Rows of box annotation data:
****************************************

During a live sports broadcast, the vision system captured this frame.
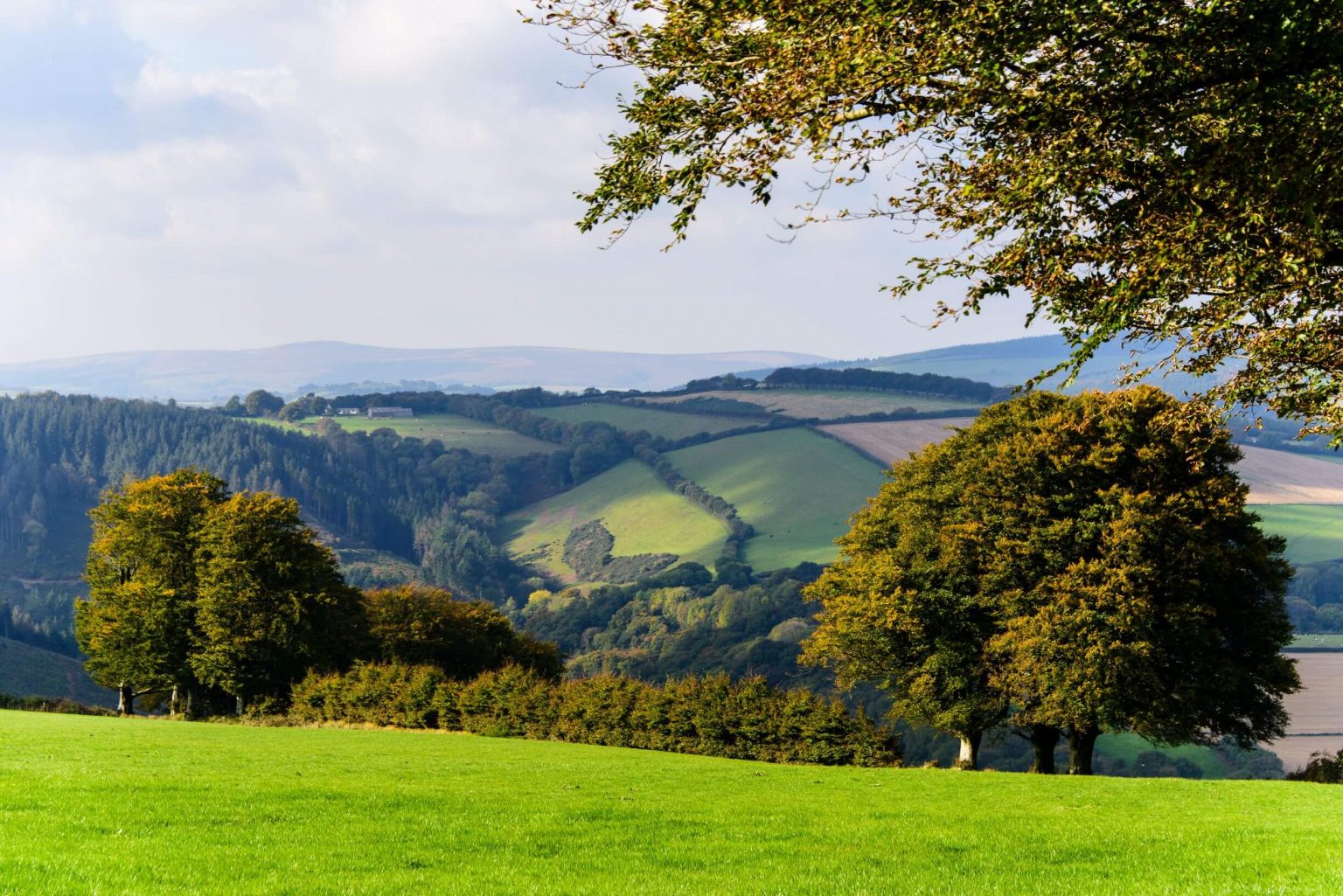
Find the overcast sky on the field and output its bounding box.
[0,0,1043,361]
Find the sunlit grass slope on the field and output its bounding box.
[537,401,762,440]
[248,413,560,456]
[499,461,728,581]
[1250,504,1343,563]
[322,413,559,456]
[0,713,1343,896]
[667,428,884,570]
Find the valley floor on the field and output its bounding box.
[0,712,1343,896]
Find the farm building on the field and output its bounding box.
[368,407,415,420]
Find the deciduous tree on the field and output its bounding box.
[537,0,1343,431]
[75,469,227,713]
[191,491,364,712]
[807,387,1298,774]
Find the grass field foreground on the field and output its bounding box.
[247,413,560,456]
[649,388,983,419]
[0,712,1343,896]
[666,428,885,571]
[499,459,728,583]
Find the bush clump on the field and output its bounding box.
[291,663,900,766]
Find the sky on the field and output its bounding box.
[0,0,1047,363]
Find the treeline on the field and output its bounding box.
[0,393,647,601]
[1286,560,1343,633]
[291,665,900,766]
[762,367,1010,403]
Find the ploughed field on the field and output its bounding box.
[0,712,1343,896]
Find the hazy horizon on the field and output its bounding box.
[0,0,1049,363]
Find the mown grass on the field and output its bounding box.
[0,712,1343,896]
[666,428,884,571]
[537,401,762,440]
[499,459,728,583]
[1250,504,1343,563]
[322,413,559,456]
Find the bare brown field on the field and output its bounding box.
[646,388,980,419]
[1235,446,1343,504]
[1266,651,1343,771]
[817,416,975,465]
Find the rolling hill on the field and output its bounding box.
[0,712,1343,896]
[790,335,1224,395]
[666,428,882,571]
[0,638,117,706]
[0,343,827,401]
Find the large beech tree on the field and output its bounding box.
[536,0,1343,433]
[75,469,366,713]
[75,469,228,713]
[804,387,1298,774]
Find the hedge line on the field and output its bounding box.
[290,663,900,766]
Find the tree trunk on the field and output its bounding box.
[1030,726,1062,775]
[957,731,985,771]
[1068,726,1100,775]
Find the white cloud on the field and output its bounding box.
[0,0,1041,365]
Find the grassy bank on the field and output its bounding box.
[0,712,1343,896]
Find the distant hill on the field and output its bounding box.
[0,343,830,401]
[754,335,1229,395]
[0,638,117,706]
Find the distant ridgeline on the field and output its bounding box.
[0,393,634,606]
[762,367,1012,403]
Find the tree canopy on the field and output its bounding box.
[537,0,1343,431]
[806,387,1298,773]
[75,469,364,713]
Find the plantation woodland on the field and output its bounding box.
[0,370,1333,775]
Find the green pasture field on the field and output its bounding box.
[0,638,117,709]
[657,388,983,420]
[499,462,728,583]
[1288,634,1343,650]
[322,413,560,456]
[243,413,560,456]
[1096,731,1226,779]
[0,712,1343,896]
[666,428,884,571]
[1250,504,1343,563]
[536,401,764,440]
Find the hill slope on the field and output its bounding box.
[820,336,1229,395]
[0,343,826,400]
[0,713,1343,896]
[666,428,882,571]
[0,638,117,706]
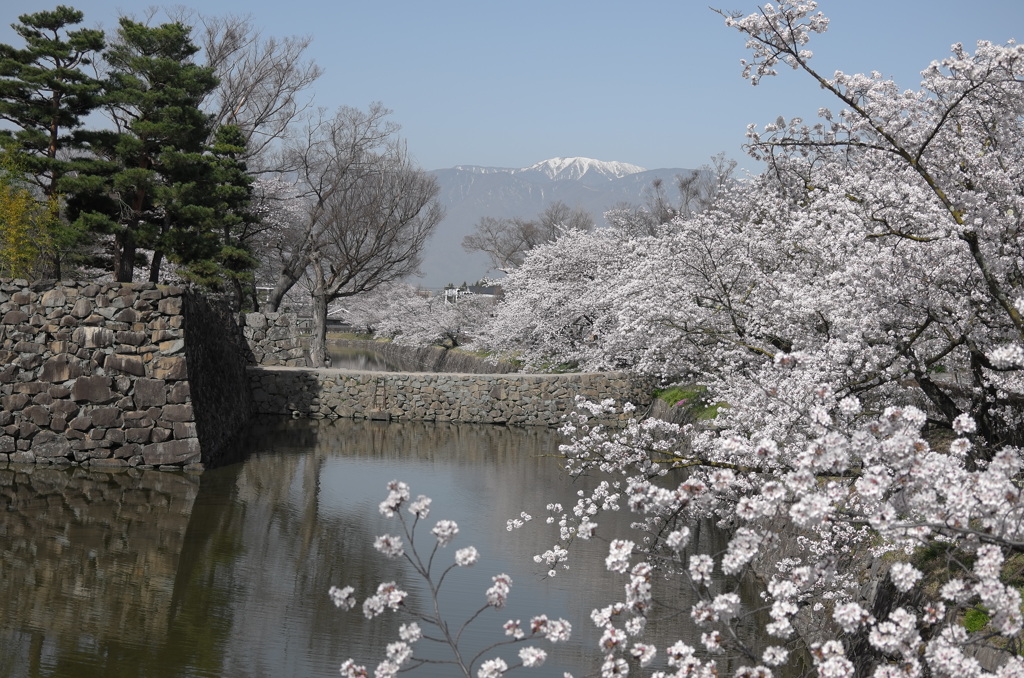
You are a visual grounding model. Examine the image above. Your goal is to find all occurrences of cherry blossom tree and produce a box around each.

****************************************

## Required work:
Update the items above, changing "output its bounding box" to "return its bounding box coordinates" wherever it appears and keeping everything else the same. Omit the pictures from your answer.

## Solution to the problem:
During a live sports broadcast, the vision system captured this frame.
Find the overcast sky on the field and return its bounding box coordinates.
[0,0,1043,361]
Find the sunlit grass slope on the field and return its bounding box coordinates.
[537,401,762,440]
[248,413,560,456]
[499,461,728,581]
[1250,504,1343,563]
[322,413,559,456]
[0,713,1343,896]
[667,428,884,570]
Find the valley floor on the field and return its bounding box coordinates.
[0,712,1343,896]
Find the farm building on the field and return its bounding box coordinates.
[368,407,415,420]
Find the deciduous tree on the field and return its bounding box coordinates.
[537,0,1343,431]
[75,469,227,713]
[191,491,364,712]
[807,387,1298,774]
Find the grass field foreground on the field and return its bounding box coordinates.
[247,413,560,456]
[649,388,983,419]
[0,712,1343,896]
[666,428,885,571]
[499,459,728,583]
Find the bush clump on the field and return its bounding box coordinates.
[291,663,900,766]
Find the sky on the field and return its bounding box coordinates.
[0,0,1047,363]
Find the treeline on the field and return its bounding box coordinates.
[0,393,647,601]
[1286,560,1343,633]
[291,665,900,766]
[762,367,1010,403]
Find the ploughed field on the field and return its bounding box coordinates.
[0,712,1343,896]
Find the hazy horizon on the field and return its bounding box coordinates.
[0,0,1049,363]
Find the mown grass on the field and return its bounding box coordinates.
[0,712,1343,896]
[666,428,884,571]
[537,401,762,440]
[499,459,728,583]
[1250,504,1343,563]
[322,413,559,456]
Find the bare brown field on the field and return its bounding box coordinates.
[646,388,980,419]
[1235,446,1343,504]
[1266,651,1343,771]
[817,416,975,465]
Find the rolling hill on the field and return its bounding box coordinates.
[0,712,1343,896]
[790,335,1224,395]
[666,428,882,571]
[0,638,117,706]
[0,343,827,401]
Find the large beech tree on the field and return its bounding box coordinates.
[536,0,1343,433]
[75,469,366,713]
[75,469,228,713]
[804,387,1298,774]
Find the hedge line on the field and return its bounding box coordinates.
[290,663,900,766]
Find the tree trunk on the field and return its bounding box coordinates.
[1030,726,1062,775]
[957,731,985,771]
[1068,726,1100,775]
Find the white cloud on the field and return its bounding box coordinates.
[0,0,1041,365]
Find the grassy bank on the field and return its bounding box coordinates.
[0,712,1343,896]
Find the distant hill on the field and return its bounding box coordinates.
[0,343,830,401]
[754,335,1229,395]
[0,638,117,706]
Find the distant ridgeline on the field and return its bounding box coordinates.
[0,393,634,606]
[762,367,1012,403]
Find the tree canopy on the field and return its bounding box coordinates.
[537,0,1343,431]
[806,387,1298,773]
[75,469,364,713]
Find the plantation woodland on the field and return its bounding box coordinates.
[0,370,1333,775]
Find the green pasture field on the field and return its bounding box coordinates.
[0,638,117,709]
[657,388,983,420]
[499,462,728,583]
[1288,634,1343,650]
[322,413,560,456]
[243,413,560,456]
[1096,731,1226,779]
[0,712,1343,896]
[666,428,884,571]
[1250,504,1343,563]
[536,401,764,440]
Find the hill slope on the field and return its bounding box coordinates.
[820,336,1229,395]
[0,343,826,400]
[0,713,1343,896]
[666,428,882,571]
[0,638,117,706]
You are a visual grounding model. Examine the image above. Your goal is to find all occurrences of cherry blossom tree and produce a box around each.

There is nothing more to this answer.